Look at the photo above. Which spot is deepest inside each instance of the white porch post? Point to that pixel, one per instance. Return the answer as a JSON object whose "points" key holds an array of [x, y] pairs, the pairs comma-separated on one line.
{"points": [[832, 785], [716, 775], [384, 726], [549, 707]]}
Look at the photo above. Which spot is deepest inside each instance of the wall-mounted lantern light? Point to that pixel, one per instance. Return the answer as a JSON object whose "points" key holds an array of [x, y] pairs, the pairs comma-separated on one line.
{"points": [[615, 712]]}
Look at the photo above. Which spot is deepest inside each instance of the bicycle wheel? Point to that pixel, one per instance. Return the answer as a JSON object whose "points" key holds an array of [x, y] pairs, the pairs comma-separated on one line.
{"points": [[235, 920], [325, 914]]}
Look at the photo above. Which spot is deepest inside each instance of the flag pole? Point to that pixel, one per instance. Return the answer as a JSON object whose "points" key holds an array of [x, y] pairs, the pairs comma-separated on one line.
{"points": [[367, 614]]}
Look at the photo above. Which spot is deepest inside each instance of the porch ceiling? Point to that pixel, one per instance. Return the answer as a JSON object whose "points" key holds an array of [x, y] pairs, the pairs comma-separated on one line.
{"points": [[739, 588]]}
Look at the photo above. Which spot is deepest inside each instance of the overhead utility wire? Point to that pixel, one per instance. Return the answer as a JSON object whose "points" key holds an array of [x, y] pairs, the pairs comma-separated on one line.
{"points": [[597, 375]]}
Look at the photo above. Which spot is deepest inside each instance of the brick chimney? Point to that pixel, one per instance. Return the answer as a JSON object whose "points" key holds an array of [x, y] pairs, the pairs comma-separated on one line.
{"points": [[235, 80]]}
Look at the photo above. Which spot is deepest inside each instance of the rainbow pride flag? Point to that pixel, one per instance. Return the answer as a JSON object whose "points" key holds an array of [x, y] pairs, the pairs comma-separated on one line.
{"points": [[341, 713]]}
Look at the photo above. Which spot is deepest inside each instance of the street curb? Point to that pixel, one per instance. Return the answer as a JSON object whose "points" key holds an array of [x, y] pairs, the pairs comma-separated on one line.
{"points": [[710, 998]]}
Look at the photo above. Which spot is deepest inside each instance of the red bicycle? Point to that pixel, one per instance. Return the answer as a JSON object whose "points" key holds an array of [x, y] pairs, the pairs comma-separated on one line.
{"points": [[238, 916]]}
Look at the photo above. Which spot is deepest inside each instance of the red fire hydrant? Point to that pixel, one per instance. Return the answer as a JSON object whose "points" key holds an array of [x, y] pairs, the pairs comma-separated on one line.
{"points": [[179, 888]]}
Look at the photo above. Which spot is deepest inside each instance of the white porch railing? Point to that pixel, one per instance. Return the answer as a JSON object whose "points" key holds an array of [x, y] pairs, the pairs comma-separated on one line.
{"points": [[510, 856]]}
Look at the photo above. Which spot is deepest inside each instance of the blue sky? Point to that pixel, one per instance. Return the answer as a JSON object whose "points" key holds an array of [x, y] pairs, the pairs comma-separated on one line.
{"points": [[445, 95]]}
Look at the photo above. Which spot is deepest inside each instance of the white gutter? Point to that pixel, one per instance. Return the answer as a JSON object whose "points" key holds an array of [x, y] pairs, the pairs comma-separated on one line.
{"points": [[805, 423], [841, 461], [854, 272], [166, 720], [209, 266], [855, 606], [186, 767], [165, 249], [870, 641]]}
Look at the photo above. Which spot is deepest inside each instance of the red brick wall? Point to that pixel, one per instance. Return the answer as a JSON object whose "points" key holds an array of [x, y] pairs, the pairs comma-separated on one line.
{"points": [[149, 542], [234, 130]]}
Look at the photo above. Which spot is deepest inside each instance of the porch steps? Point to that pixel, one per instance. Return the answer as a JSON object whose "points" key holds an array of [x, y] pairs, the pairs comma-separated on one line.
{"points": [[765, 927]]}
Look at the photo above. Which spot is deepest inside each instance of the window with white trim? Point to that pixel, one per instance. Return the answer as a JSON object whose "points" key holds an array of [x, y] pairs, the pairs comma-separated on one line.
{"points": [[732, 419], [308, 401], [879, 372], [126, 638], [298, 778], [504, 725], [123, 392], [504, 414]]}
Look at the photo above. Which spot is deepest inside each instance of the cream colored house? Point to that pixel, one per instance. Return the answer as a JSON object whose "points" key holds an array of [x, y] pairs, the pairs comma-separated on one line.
····················
§ 課題
「of the window」を含む行から最後の行までを、「deepest」を「most central」に置き換えて書き直してください。両端の行も含め、ほかの部分は変えないでください。

§ 解答例
Look at the photo above. Which spot is most central inside each instance of the window with white trim? Point to that pixel, one per instance. Return the answer as a JSON object whose "points" key holds an array of [x, y] pairs, the pairs comma-separated on one line.
{"points": [[732, 419], [308, 401], [879, 372], [126, 638], [298, 778], [504, 725], [123, 392], [504, 414]]}
Look at the photo above. Which spot is most central inside each instance of the cream colored house? Point to that pixel, one per instance. Return the answer as a JSON object whose "points" key holds an array of [x, y] pairs, the pairs comma-separated on one line.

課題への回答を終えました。